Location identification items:
_ _ _ _
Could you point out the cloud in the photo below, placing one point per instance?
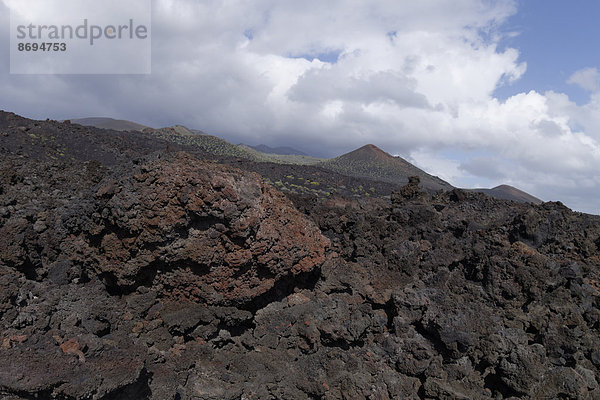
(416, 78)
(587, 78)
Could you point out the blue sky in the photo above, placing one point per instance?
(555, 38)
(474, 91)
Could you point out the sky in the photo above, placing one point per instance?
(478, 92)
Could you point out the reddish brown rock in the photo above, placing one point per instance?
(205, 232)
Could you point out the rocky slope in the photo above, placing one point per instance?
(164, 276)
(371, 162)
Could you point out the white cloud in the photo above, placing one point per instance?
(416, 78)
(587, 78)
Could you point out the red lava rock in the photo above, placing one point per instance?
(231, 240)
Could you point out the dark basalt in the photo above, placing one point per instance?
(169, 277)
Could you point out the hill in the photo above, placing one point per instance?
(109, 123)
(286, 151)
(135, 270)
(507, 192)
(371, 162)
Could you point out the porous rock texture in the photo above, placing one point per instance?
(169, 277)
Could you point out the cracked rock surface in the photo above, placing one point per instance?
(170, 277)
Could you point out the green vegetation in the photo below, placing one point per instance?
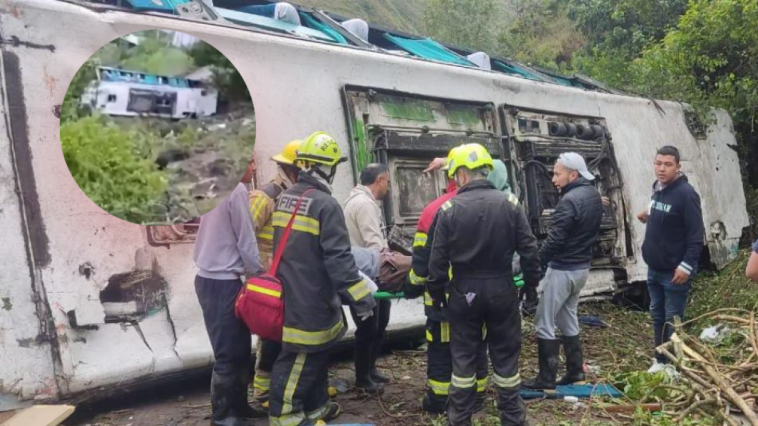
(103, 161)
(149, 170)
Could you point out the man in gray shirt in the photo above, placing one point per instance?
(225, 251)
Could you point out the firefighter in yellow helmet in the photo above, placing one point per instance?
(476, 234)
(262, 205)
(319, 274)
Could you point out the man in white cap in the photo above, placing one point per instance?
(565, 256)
_ _ _ _
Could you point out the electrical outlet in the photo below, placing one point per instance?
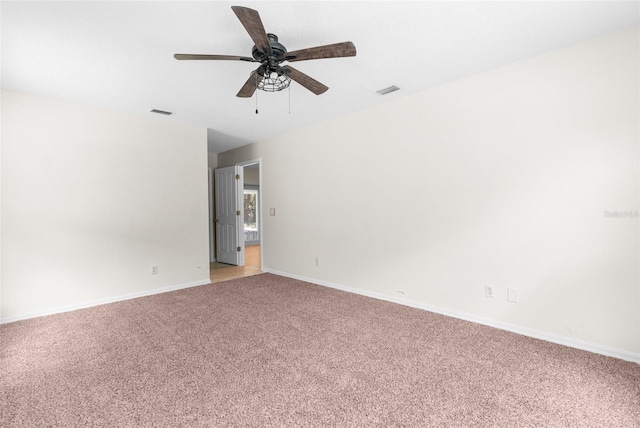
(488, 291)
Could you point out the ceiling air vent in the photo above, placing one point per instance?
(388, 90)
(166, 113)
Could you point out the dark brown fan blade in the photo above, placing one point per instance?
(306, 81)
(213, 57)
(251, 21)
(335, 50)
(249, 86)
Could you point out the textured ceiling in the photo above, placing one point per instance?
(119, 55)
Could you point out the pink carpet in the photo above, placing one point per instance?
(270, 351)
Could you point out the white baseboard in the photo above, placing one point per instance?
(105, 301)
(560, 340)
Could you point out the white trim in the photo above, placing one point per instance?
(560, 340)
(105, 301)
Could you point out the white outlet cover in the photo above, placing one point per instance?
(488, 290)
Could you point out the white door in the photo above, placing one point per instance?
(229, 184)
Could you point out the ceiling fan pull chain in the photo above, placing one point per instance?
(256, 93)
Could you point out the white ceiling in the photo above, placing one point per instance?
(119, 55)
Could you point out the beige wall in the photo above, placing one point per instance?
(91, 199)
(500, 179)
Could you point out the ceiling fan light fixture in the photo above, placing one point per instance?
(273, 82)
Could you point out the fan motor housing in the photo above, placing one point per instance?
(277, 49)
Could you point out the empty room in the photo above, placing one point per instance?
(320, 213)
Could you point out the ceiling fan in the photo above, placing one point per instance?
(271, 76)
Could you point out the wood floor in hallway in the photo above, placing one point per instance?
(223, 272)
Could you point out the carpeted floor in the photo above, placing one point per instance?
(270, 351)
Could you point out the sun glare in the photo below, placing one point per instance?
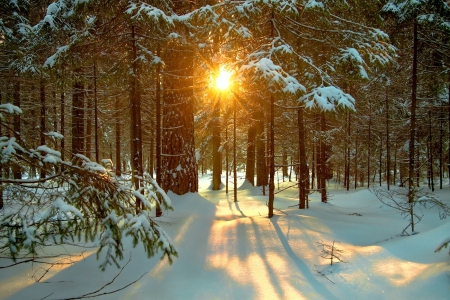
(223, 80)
_ _ _ _
SHORT EXERCISE
Please find each line of the items that contains the word "below", and copy every such line in full.

ANSWER FOR THE TASK
Could you point out the cloud in the photo below, placing one point per instance?
Could you point out the green vegetation in the photo below, placing one point per instance?
Could you point out the electrical outlet in the photo below, placing one point per instance?
Could you point out the sun glare in the photo below, placing one point per instance?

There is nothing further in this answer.